*The problem*.
Lay out all of the material below as a numbered list, skipping the blank lines and leaving the pictures out.

*Entries on locating named things*.
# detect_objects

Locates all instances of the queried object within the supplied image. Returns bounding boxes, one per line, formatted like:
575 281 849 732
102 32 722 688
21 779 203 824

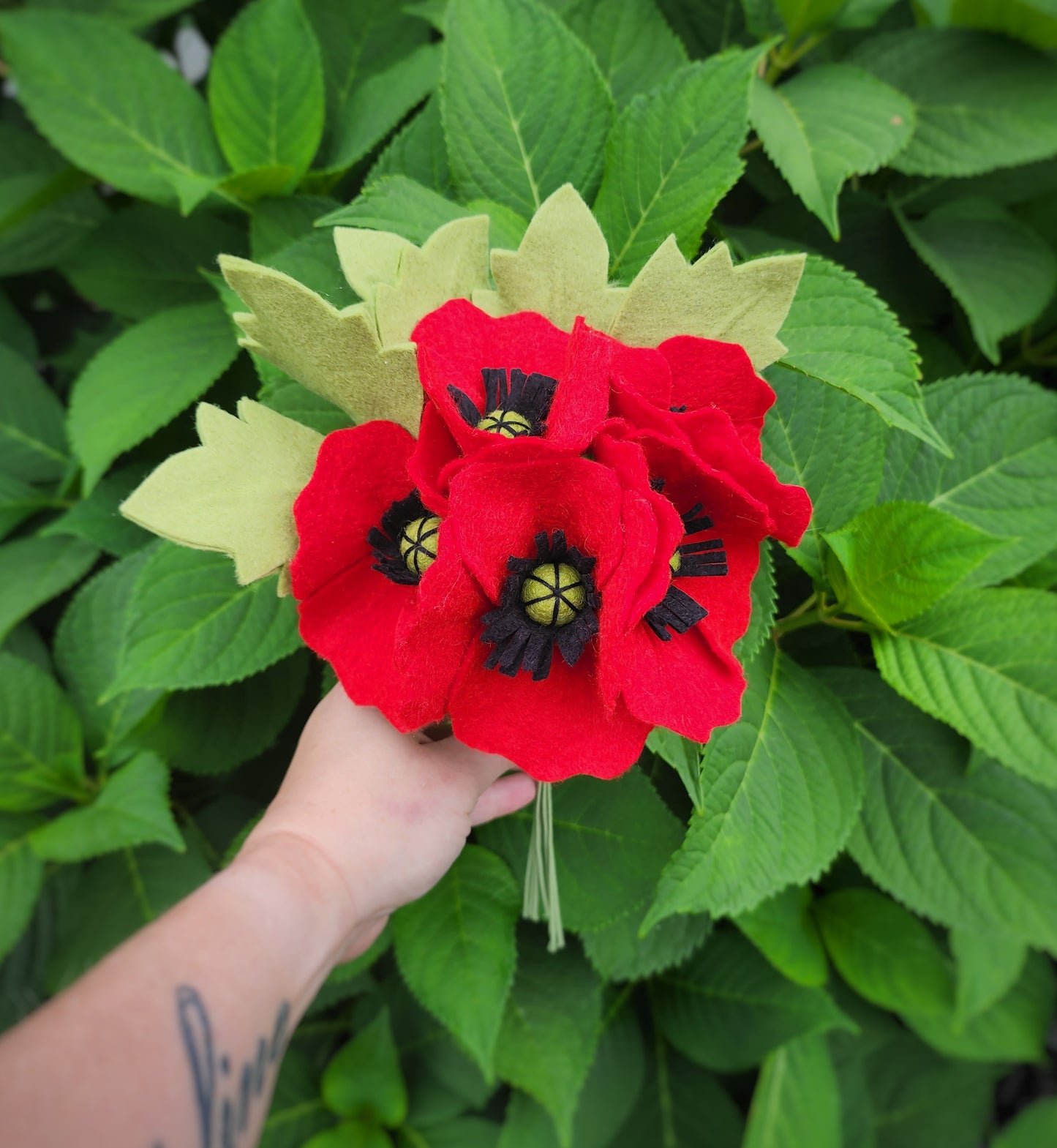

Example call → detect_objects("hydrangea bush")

*Answer in full*.
1. # detect_objects
2. Locates all instances of the queried object within the supplied image. Returns bounding boxes, one per line, formatted like:
3. 575 281 849 732
4. 102 32 722 688
5. 21 779 203 824
6. Example call → detect_objects("hydrangea bush")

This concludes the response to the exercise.